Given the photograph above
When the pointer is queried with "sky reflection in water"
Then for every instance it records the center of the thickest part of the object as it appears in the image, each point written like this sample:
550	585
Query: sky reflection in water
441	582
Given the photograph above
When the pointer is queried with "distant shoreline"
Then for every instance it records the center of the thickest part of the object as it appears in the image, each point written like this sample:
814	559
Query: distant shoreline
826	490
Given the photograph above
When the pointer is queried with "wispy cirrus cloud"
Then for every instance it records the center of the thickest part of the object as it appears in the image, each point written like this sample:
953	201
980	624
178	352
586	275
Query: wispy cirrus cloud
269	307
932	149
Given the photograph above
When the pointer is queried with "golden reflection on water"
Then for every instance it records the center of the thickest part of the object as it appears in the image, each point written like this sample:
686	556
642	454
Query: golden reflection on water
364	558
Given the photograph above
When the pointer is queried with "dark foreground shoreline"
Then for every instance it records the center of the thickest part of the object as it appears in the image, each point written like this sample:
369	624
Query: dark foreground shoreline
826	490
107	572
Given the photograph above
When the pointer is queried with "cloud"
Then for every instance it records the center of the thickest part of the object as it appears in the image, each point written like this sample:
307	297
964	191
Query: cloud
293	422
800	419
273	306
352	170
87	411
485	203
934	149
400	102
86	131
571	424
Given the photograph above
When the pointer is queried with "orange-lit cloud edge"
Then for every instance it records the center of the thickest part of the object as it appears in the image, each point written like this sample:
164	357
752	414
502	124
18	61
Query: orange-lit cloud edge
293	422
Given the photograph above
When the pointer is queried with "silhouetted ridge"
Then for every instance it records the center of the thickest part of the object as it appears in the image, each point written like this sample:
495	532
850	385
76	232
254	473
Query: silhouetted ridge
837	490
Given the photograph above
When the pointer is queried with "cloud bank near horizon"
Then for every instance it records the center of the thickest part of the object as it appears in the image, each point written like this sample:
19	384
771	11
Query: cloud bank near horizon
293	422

· · · ·

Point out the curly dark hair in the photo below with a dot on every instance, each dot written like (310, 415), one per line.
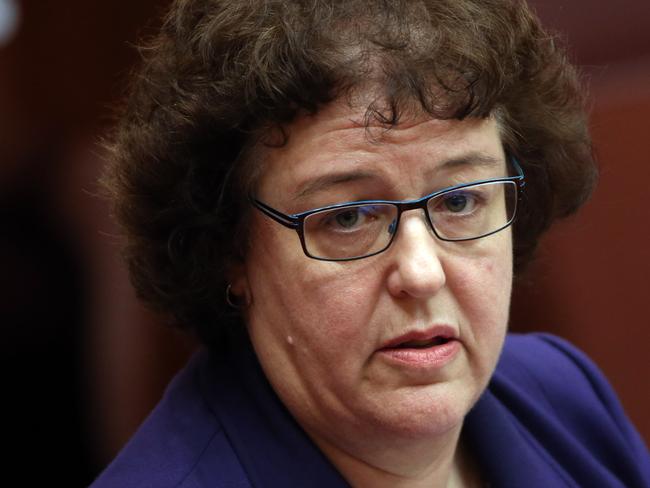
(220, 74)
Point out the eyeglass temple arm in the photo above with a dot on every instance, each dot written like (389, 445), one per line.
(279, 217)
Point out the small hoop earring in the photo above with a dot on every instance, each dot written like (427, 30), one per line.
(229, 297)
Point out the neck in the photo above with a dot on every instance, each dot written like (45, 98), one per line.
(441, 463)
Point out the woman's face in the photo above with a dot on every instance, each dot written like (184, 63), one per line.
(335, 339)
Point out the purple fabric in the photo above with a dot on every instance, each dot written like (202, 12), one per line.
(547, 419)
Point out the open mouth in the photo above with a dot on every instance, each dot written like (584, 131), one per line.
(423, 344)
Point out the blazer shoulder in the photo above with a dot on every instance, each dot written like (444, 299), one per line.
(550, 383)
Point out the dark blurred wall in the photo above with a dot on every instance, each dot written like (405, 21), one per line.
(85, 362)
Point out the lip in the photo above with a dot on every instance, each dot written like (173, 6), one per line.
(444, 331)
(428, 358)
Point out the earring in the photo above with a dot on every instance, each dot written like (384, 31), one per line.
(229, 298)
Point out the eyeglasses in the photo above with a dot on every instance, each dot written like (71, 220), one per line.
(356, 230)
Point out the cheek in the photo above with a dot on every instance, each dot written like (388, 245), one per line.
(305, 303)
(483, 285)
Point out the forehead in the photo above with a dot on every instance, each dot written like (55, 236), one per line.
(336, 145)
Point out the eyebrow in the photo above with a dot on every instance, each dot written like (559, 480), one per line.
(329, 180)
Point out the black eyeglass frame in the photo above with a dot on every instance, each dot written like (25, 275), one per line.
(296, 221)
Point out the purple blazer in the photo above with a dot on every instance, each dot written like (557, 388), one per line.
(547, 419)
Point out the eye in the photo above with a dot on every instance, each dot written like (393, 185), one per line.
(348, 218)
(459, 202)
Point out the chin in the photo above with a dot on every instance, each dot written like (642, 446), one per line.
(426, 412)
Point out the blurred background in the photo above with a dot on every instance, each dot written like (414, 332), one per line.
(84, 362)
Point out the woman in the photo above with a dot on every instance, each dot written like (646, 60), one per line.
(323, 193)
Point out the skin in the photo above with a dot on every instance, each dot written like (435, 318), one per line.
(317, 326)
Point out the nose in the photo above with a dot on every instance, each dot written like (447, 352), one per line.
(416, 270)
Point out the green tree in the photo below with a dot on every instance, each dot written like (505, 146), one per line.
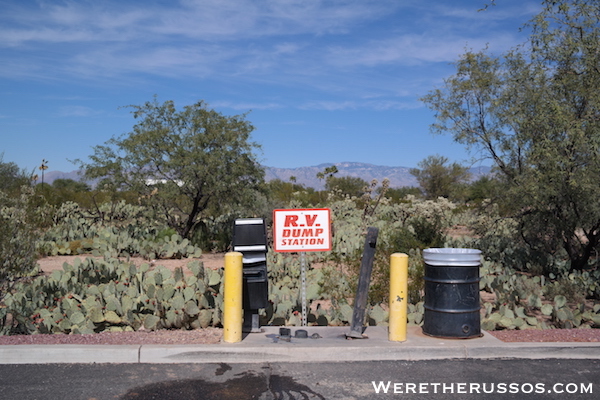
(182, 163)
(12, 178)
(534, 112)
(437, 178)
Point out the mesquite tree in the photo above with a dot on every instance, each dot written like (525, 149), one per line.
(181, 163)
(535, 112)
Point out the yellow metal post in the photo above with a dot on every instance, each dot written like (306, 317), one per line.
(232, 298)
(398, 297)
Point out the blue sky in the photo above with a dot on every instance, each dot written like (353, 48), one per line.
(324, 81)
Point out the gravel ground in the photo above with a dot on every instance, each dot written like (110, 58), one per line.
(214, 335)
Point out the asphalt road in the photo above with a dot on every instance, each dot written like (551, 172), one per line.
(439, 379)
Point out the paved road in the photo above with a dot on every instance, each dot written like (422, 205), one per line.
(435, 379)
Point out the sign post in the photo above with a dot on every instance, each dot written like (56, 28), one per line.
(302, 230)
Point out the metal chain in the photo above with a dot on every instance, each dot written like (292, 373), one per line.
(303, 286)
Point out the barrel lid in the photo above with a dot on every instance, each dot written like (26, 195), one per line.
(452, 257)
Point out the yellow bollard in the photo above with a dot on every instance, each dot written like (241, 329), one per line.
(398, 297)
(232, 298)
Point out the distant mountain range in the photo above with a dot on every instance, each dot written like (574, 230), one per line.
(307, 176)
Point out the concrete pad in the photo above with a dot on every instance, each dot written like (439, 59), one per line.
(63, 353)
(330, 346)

· · · ·

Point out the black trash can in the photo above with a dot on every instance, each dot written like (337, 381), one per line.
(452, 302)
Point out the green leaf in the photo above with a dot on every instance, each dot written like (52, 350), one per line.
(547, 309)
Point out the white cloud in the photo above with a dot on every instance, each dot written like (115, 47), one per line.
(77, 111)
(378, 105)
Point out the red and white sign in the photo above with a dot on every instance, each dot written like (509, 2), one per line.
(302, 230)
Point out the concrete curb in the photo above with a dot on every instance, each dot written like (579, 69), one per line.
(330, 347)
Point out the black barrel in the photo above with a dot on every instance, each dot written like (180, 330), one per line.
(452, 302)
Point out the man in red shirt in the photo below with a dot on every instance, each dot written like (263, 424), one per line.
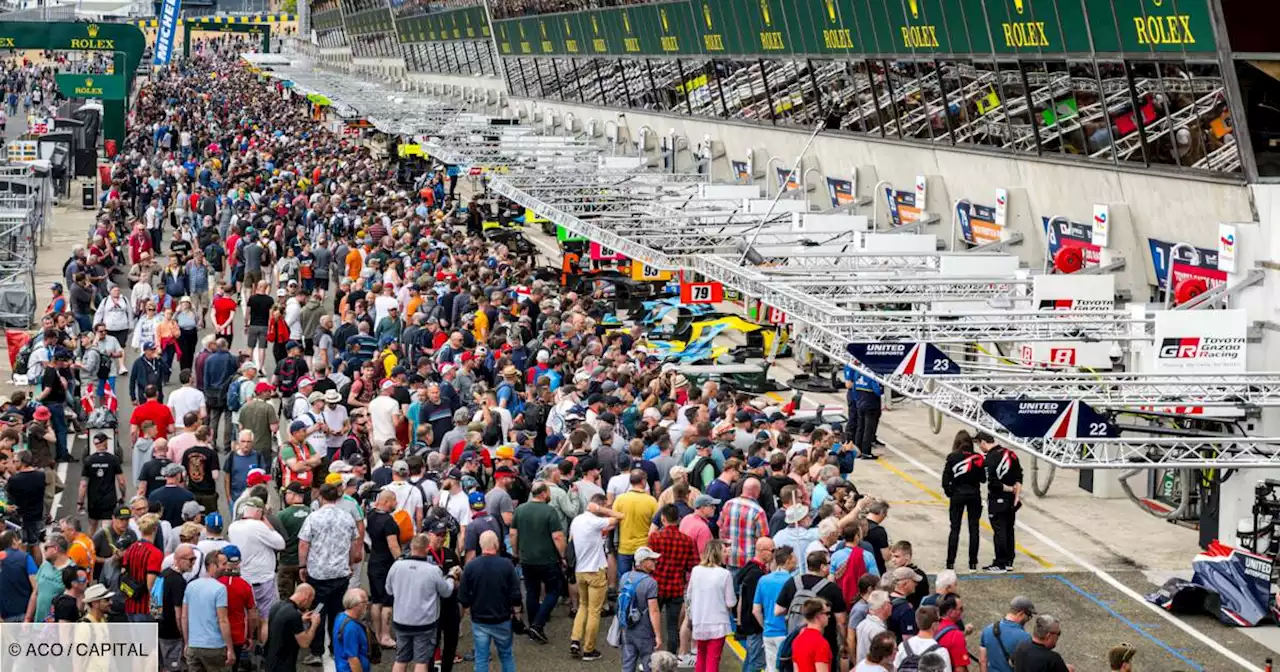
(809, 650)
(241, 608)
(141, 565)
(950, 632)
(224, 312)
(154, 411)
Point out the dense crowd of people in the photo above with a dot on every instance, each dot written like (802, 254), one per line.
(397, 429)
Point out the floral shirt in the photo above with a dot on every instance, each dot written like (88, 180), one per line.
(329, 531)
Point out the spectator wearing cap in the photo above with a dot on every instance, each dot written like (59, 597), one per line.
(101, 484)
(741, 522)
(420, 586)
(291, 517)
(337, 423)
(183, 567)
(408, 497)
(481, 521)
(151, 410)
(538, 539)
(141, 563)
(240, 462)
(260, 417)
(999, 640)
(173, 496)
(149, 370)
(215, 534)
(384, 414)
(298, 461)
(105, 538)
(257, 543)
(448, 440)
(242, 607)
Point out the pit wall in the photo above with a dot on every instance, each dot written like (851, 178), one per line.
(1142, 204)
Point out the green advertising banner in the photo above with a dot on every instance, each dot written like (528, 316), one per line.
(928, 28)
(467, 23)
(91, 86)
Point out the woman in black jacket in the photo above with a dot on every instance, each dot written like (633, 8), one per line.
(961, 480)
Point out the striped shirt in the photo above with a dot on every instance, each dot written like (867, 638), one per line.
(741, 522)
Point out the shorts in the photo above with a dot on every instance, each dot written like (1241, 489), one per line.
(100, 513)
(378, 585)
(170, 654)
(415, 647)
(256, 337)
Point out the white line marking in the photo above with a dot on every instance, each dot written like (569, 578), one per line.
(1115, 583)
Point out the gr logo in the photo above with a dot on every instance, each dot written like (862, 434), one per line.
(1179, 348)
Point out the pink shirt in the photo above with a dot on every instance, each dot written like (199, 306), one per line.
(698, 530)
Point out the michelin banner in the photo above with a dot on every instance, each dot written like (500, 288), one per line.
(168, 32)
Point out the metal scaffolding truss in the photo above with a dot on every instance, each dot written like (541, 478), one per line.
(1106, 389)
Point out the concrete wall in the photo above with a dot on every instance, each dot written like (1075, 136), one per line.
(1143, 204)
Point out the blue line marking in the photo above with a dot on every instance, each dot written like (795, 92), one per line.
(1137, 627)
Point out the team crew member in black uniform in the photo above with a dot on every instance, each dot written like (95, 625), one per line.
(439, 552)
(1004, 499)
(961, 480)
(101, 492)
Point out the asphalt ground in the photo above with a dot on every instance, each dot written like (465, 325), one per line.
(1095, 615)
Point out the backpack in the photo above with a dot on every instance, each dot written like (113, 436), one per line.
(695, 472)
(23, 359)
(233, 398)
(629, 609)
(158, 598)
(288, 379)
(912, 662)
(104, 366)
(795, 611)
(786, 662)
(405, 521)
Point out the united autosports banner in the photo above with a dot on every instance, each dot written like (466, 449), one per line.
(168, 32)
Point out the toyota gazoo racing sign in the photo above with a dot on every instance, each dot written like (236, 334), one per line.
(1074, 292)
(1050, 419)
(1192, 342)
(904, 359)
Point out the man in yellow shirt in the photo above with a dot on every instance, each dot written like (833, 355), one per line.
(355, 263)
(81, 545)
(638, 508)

· · · ·

GOAL OF THE EXERCISE: Can you copy out, word for word, the part of the records above that opens with the line containing "Point out the white line" and closes with the line containing "(1179, 348)", including both of those lines?

EXERCISE SOLUTION:
Point out the white line marking in the photo above with a dot on every instance, each dot written like (569, 578), one per line.
(1115, 583)
Point out the gr logo in the photo above with a dot on every instance, each dot written like (862, 434), one per line.
(1179, 348)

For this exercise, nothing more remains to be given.